文書の抜粋:

+-------+

目標達成への道のりは前途多難−新政権の「聖域なき改革」・財政再建(2)−

(スペイン)

マドリード発

2012年05月17日

政府の緊縮財政措置の発表が相次いだが、財政再建の目標達成は困難との見方が強い。ドイツ国債との利回り格差(スプレッド)は政権交代以降、最大の400ベーシスポイント(bp、1bp=0.01%)を上回って推移し、マクロ経済も2012年第1四半期に景気後退入りが確認されるなど、見通しが悪化。国際金融市場からの圧力が再び強まっている。連載の後編。

+-------+

データ:
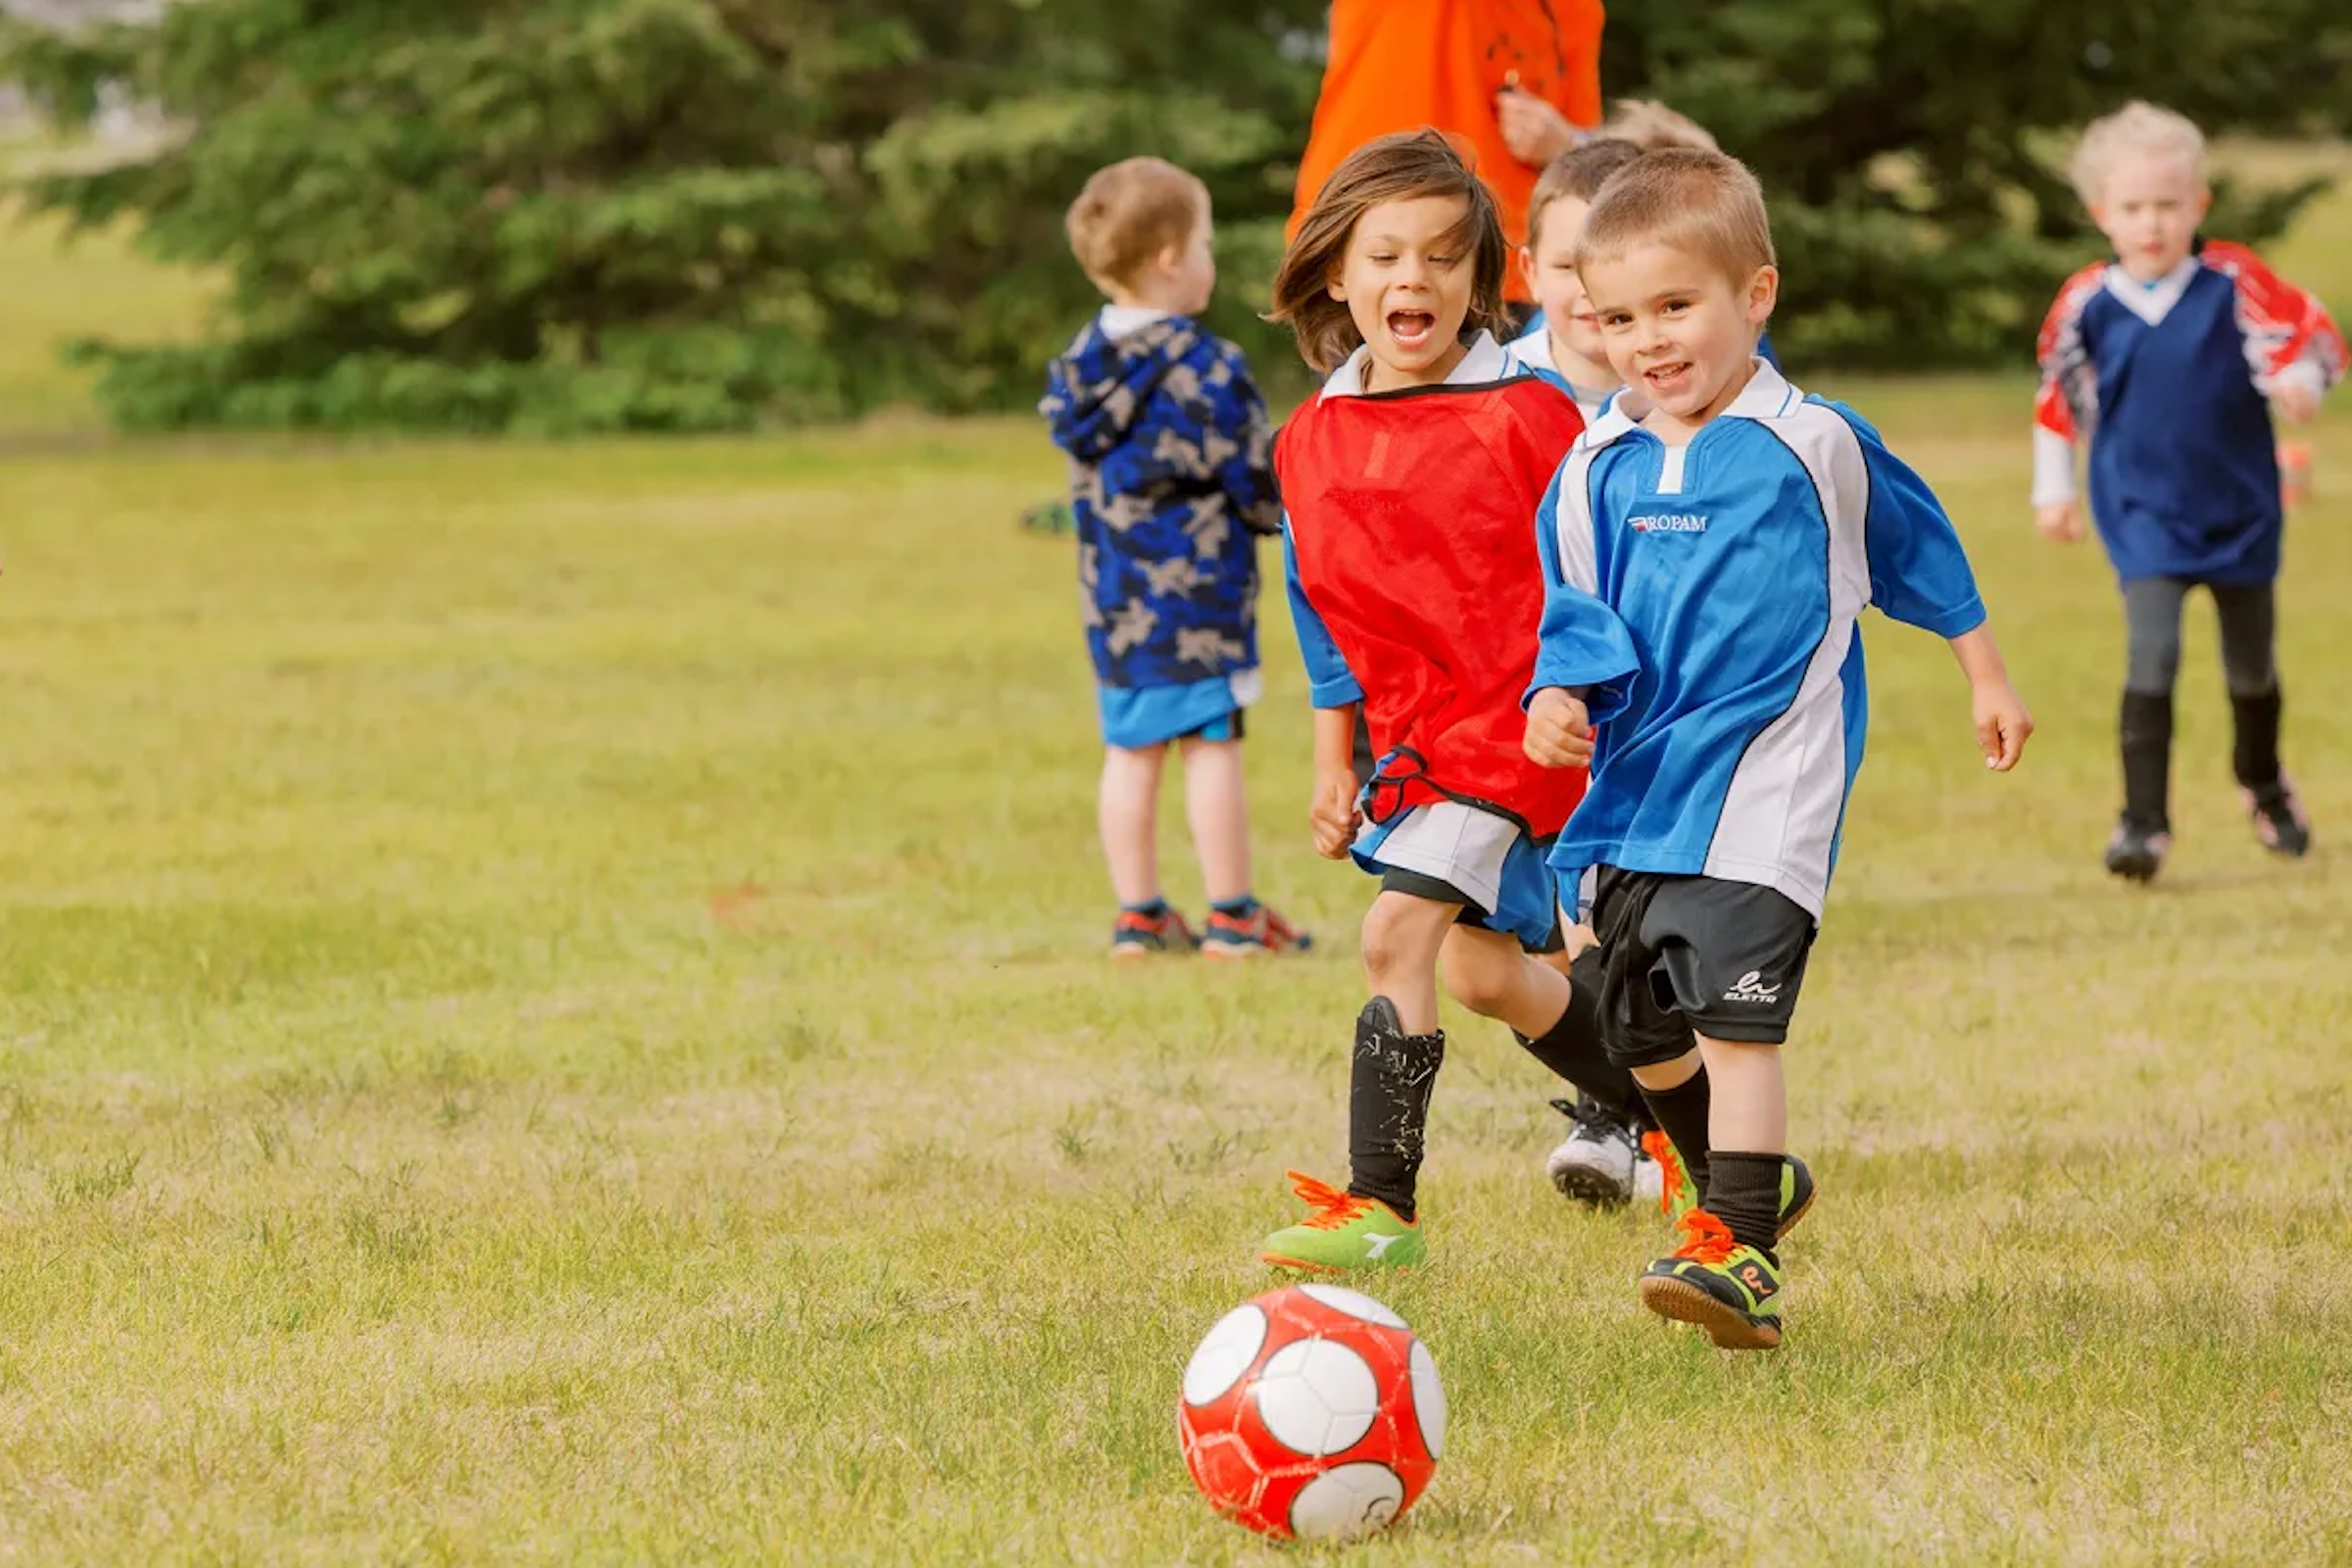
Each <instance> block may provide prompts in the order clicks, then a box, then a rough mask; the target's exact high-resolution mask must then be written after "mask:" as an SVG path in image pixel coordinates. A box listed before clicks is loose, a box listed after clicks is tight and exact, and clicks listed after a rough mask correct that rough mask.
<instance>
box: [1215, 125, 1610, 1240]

+-------+

取り組む課題:
1 - スペイン財政再建の記事の「目標達成への道のりは前途多難−新政権の「聖域なき改革」・財政再建(2)−」から「び強まっている。連載の後編。」までの部分を、「緊縮財政措置」を「歳出削減策」に置き換えて修正し、示せ。
2 - スペイン財政再建の記事で「政府の緊縮財政措置の発表が相次いだが」で始まる段落を、主な事実を残して箇条書きにまとめよ。

回答一覧:
1 -
目標達成への道のりは前途多難−新政権の「聖域なき改革」・財政再建(2)−

(スペイン)

マドリード発

2012年05月17日

政府の歳出削減策の発表が相次いだが、財政再建の目標達成は困難との見方が強い。ドイツ国債との利回り格差(スプレッド)は政権交代以降、最大の400ベーシスポイント(bp、1bp=0.01%)を上回って推移し、マクロ経済も2012年第1四半期に景気後退入りが確認されるなど、見通しが悪化。国際金融市場からの圧力が再び強まっている。連載の後編。

2 -
- 政府の緊縮財政措置の発表が相次いだが、財政再建の目標達成は困難との見方が強い。
- ドイツ国債との利回り格差(スプレッド)は、政権交代以降で最大の400bpを上回って推移している。
- 2012年第1四半期に景気後退入りが確認されるなど、マクロ経済の見通しが悪化した。
- 国際金融市場からの圧力が再び強まっている。